STATED TASK - Update the part that opens with the line containing "the player's clenched" and closes with the end of the items by changing every "wall" to "partition", and leave everything else unchanged.

THE INPUT -

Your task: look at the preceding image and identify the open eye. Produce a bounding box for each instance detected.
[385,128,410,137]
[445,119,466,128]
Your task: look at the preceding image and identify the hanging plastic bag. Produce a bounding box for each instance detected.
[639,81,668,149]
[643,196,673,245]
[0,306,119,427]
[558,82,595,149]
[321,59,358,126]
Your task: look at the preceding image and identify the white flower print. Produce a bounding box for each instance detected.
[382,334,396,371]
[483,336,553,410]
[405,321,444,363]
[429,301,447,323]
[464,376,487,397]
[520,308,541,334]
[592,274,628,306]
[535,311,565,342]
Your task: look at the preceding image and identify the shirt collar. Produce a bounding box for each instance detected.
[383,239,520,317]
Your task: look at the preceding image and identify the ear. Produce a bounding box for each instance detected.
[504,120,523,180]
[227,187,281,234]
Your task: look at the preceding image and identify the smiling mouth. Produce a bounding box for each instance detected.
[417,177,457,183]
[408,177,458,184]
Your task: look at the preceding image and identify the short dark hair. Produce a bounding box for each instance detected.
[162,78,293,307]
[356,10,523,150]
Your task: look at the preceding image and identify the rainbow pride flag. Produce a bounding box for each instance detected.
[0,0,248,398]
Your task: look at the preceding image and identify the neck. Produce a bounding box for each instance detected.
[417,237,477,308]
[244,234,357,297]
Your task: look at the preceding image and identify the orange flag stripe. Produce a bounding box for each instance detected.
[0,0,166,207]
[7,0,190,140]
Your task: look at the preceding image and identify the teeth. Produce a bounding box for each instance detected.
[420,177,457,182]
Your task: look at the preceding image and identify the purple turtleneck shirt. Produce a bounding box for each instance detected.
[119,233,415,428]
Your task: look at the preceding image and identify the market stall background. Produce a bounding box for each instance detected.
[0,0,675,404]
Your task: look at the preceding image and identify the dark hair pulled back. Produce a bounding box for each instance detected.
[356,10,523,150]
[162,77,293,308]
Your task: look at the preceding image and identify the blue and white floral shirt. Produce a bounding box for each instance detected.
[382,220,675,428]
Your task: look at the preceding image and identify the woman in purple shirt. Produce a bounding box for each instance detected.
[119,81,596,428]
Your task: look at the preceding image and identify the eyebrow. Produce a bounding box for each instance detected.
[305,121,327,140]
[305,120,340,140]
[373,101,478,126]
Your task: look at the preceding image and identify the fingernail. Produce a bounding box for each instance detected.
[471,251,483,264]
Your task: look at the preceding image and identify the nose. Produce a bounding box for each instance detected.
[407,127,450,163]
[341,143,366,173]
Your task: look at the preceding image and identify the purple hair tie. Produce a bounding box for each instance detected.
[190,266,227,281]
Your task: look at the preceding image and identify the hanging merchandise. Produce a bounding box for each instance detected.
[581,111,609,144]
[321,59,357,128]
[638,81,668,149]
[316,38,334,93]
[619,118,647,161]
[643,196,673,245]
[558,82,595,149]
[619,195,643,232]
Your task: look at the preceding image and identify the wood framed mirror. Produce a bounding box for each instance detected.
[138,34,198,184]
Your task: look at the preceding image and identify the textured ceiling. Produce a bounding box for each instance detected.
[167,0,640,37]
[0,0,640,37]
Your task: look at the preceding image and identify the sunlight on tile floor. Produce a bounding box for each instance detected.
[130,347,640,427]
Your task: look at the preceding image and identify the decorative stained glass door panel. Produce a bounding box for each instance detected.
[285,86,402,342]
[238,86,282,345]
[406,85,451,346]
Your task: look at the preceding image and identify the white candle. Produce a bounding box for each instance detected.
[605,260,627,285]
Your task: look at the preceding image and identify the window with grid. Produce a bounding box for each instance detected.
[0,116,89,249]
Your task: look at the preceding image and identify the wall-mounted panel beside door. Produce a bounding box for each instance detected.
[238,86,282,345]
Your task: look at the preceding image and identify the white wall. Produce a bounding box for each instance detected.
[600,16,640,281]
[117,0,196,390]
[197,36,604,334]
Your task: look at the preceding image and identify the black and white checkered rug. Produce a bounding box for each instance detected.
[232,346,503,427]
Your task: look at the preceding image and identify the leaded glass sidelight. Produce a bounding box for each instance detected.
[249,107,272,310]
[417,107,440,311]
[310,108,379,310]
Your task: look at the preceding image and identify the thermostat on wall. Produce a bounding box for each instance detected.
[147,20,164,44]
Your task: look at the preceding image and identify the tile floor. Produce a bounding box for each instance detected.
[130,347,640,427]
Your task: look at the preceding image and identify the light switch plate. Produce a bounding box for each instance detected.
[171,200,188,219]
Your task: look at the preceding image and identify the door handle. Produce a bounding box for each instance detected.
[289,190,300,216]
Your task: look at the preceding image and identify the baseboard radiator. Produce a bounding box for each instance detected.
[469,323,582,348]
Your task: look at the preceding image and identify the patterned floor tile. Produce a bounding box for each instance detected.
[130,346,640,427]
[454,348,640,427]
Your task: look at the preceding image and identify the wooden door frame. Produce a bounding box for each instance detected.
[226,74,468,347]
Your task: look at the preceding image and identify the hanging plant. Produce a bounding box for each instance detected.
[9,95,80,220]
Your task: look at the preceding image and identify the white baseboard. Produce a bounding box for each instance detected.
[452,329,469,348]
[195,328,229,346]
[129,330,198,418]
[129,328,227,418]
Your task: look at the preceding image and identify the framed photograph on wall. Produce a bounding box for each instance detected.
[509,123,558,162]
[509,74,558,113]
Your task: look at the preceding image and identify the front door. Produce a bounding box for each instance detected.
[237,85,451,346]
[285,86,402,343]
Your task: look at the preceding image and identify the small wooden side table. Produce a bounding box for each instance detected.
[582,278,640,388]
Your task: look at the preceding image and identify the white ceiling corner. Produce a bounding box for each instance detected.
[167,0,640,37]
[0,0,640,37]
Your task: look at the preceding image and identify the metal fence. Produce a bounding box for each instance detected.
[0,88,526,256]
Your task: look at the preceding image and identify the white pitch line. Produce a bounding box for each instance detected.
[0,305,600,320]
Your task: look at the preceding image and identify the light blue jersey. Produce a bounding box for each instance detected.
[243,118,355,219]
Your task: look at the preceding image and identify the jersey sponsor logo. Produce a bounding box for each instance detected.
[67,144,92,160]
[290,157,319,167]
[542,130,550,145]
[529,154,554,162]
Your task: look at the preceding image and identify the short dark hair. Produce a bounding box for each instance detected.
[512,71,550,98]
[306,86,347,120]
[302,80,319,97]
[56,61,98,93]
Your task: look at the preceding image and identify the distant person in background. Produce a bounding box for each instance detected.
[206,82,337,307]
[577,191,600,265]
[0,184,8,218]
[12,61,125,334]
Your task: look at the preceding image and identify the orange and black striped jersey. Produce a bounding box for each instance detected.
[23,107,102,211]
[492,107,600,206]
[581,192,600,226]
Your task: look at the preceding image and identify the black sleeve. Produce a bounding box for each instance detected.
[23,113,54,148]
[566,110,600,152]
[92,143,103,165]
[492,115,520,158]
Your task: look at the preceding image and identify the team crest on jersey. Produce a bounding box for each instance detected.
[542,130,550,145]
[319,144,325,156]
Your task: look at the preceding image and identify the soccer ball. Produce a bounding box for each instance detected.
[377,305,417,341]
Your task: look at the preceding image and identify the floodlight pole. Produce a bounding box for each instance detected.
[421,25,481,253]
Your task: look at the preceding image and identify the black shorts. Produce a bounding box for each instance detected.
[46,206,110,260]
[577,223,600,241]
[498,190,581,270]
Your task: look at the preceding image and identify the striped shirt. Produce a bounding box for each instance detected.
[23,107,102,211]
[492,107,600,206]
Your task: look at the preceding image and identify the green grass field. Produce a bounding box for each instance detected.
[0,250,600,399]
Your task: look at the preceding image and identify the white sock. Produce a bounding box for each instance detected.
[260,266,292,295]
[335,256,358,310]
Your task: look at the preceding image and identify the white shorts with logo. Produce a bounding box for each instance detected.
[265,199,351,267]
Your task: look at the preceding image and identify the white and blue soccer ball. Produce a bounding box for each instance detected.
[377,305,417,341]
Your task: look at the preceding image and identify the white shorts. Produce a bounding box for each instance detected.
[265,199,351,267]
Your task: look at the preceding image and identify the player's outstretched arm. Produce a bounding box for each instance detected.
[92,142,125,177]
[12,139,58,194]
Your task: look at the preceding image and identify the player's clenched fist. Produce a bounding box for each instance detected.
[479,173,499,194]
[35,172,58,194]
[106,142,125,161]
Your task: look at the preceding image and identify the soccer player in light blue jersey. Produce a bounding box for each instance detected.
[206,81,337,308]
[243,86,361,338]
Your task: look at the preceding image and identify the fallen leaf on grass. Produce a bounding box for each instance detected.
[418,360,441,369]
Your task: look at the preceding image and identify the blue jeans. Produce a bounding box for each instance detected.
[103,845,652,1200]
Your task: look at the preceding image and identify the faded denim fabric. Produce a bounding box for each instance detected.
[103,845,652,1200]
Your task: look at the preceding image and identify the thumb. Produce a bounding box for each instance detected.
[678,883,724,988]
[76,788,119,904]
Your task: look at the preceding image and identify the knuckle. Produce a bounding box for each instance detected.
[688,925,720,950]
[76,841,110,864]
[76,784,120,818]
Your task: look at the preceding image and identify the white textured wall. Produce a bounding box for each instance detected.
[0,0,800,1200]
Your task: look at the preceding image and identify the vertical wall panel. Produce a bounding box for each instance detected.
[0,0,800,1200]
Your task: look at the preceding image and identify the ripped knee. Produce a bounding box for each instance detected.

SOLVED PROBLEM -
Your task: look at the preceding image and identify the player's clenched fist. Produce a bounding box for each instance detected.
[479,173,499,194]
[35,172,58,194]
[106,142,125,161]
Your task: look at the preceding image and identify the soccer player in light blue jersey. Produce a bounding box for each instance detected.
[206,81,337,308]
[243,86,361,338]
Your task: look at the preceding image and identify the fallen leaf on grass. Produce a bounding box for each instance detected.
[418,360,441,369]
Your task: look at the preceding image and identify the blue jeans. Produce a bounding box for each instance detected.
[103,845,652,1200]
Your task: look at the preceding image and identify the faded denim fabric. Produce a bounding box for each instance detected.
[103,845,652,1200]
Your task: look at the preceding image and identify the thumb. Produce a bounding box for each instance detected.
[678,883,724,988]
[76,788,119,904]
Your task: look at the preceding image and identify the knuckle. Produce a bounding box for each instance detected.
[688,925,720,950]
[76,841,110,864]
[76,784,120,818]
Your task: look at the preceding image and identify the white textured partition. Produce a bounding box for each instance detected.
[0,0,800,1200]
Your task: look at the preceding image and identify the vertical partition panel. Produce a bounding box for each instance detected.
[0,0,800,1200]
Your task: look at the preceding image and identify the ripped knee. Produce a bounding box for each instance detected.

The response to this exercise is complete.